─── Entries supplied

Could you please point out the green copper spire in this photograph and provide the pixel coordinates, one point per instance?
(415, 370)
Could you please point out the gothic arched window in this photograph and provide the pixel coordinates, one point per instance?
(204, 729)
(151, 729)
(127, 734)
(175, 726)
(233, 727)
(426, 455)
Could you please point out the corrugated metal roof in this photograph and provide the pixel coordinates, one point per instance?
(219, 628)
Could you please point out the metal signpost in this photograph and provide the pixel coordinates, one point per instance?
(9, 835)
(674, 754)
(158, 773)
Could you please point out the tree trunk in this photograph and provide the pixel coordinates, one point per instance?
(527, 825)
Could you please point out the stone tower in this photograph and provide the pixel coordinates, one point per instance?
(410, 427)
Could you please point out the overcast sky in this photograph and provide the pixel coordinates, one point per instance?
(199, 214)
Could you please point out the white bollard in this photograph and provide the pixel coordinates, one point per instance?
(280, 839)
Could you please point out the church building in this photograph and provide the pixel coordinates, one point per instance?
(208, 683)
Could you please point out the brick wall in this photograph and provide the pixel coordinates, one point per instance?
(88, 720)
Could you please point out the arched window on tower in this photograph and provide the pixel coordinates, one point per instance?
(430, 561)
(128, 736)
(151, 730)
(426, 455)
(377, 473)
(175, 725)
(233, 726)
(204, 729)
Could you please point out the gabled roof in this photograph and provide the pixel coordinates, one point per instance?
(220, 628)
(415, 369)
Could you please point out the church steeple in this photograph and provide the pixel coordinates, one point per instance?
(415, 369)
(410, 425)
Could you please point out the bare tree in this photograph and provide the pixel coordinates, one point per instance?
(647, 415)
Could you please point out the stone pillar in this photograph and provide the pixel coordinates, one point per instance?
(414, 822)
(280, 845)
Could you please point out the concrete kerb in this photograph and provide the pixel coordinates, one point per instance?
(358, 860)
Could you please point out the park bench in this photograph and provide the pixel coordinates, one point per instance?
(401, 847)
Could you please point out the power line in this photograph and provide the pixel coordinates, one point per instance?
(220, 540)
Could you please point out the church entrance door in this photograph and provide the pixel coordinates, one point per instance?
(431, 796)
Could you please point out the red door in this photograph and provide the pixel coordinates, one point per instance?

──────

## Problem to work on
The lines from the one with "Could you please point out the power" through the end of the data above are to be set down exactly, with both boundary lines included and no other lines.

## Written response
Could you please point out the power line in this photograph and provide the pixel coordinates, one point per instance?
(220, 540)
Could you please point out the church entrance door in this photograph and provide the pixel coordinates, one point per instance?
(431, 796)
Could you please point out the red door in this photograph and provide the pixel coordinates, one point per instance?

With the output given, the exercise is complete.